--- Textauszug ---
Nach Anpassung der Levodopa-Dosis kann die Tolcaponmenge auf dreimal täglich
200 mg erhöht werden, sofern weitere Verbesserungen ohne dosislimitierende
dopaminerge Nebenwirkungen zu erwarten sind. Die Dosiserhöhung kann eine
erneute Anpassung der Levodopa-Dosis erforderlich machen. Eine weitere
Dosiserhöhung ist nicht empfehlenswert, da keine Hinweise auf eine verbesserte
Wirksamkeit bei Dosierungen über 600 mg Tolcapon pro Tag vorliegen.
Bei Patienten mit mäßigen Leberfunktionsstörungen sollte die Dosis nicht auf dreimal
täglich 200 mg Tolcapon erhöht werden. Bei Patienten mit leichten bis mittleren
Nierenfunktionsstörungen (Kreatinin-Clearance > 30 ml/min) ist keine
Dosisanpassung notwendig.
---
Verständnis prüfen →
**A)** Ab welcher Tagesmenge Tolcapon gibt es laut dem Auszug zur Tolcapon-Dosierung keine Hinweise auf eine verbesserte Wirksamkeit?
**B)** Aktualisieren Sie im Auszug zur Tolcapon-Dosierung den Abschnitt von „Nach Anpassung der“ bis einschließlich „Dosisanpassung notwendig.“, indem Sie „Patienten“ durch „Personen“ ersetzen.
**C)** Führen Sie den Auszug zur Tolcapon-Dosierung im Anschluss an seinen letzten Satz weiter.
Die Datensätze spielen hierfür keine Rolle.
--- Bereitgestellte Daten ---
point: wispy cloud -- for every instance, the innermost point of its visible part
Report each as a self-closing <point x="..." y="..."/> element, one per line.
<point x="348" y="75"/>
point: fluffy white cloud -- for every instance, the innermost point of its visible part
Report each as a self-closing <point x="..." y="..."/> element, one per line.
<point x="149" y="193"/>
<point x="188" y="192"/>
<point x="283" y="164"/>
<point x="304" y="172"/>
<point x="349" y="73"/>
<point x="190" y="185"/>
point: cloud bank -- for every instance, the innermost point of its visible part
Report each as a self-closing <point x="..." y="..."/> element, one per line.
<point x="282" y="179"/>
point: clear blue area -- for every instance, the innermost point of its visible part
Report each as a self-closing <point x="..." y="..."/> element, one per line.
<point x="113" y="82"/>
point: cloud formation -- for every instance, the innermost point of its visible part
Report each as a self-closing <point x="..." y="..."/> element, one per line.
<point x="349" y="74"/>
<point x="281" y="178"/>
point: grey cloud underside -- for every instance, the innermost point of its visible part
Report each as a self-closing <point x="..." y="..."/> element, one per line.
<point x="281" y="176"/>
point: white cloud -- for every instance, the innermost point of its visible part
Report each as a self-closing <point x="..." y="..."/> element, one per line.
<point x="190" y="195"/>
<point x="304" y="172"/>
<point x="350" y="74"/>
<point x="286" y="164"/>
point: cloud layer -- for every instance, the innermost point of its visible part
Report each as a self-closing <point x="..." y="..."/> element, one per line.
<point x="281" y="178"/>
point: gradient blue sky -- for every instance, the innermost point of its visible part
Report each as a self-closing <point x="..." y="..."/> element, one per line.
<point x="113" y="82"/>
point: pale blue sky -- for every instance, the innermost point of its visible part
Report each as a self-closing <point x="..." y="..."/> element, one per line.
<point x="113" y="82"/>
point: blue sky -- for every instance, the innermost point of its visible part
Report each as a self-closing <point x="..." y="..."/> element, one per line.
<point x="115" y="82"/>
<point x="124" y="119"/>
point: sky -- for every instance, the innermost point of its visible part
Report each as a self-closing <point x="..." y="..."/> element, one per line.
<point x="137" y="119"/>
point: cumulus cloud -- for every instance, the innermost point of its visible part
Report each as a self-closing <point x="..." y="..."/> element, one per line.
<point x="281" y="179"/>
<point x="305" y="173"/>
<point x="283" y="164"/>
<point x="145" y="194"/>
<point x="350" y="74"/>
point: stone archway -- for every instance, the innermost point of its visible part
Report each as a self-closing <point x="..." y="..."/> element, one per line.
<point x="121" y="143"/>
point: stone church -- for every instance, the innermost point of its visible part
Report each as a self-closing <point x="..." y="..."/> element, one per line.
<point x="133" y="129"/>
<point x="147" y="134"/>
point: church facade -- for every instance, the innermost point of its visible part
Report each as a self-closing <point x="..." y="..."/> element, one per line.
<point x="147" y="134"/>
---
Lösungen →
**A)** Bei Dosierungen über 600 mg Tolcapon pro Tag.

**B)**
Nach Anpassung der Levodopa-Dosis kann die Tolcaponmenge auf dreimal täglich
200 mg erhöht werden, sofern weitere Verbesserungen ohne dosislimitierende
dopaminerge Nebenwirkungen zu erwarten sind. Die Dosiserhöhung kann eine
erneute Anpassung der Levodopa-Dosis erforderlich machen. Eine weitere
Dosiserhöhung ist nicht empfehlenswert, da keine Hinweise auf eine verbesserte
Wirksamkeit bei Dosierungen über 600 mg Tolcapon pro Tag vorliegen.
Bei Personen mit mäßigen Leberfunktionsstörungen sollte die Dosis nicht auf dreimal
täglich 200 mg Tolcapon erhöht werden. Bei Personen mit leichten bis mittleren
Nierenfunktionsstörungen (Kreatinin-Clearance > 30 ml/min) ist keine
Dosisanpassung notwendig.

**C)**
Wirkung und Wirkungsmechanismus
Hauptproblem der langjährigen Levodopa-Therapie sind zunehmende
Wirkungsschwankungen (motorische Fluktuationen), da die Speicherkapazität der
Neurone für Dopamin mit der Therapiedauer abnimmt. Durch Eingriff in die
Levodopa-Stoffwechselwege sollen konstantere Levodopa- beziehungsweise
Dopaminspiegel im Gehirngewebe erzielt werden. Durch Hemmung der peripheren
Decarboxylase wird die Decarboxylierung in der Peripherie verhindert, wodurch
dem Gehirn größere Mengen an Levodopa beziehungsweise Dopamin zur
Verfügung stehen.
Ein weiterer Abbauweg des Levodopas ist die 0-Methylierung zu 3-OMD
(3-0-Methyl-Dopa beziehungsweise 3-Methoxy-4-hydroxy-L-phenylalanin) über
die Catechol-O-Methyltransferase (COMT). Die entstehenden hohen
3-OMD-Plasmakonzentrationen sind mit einem schlechten Ansprechen von
Parkinsonpatienten auf die Levodopa-Therapie in Verbindung gebracht worden.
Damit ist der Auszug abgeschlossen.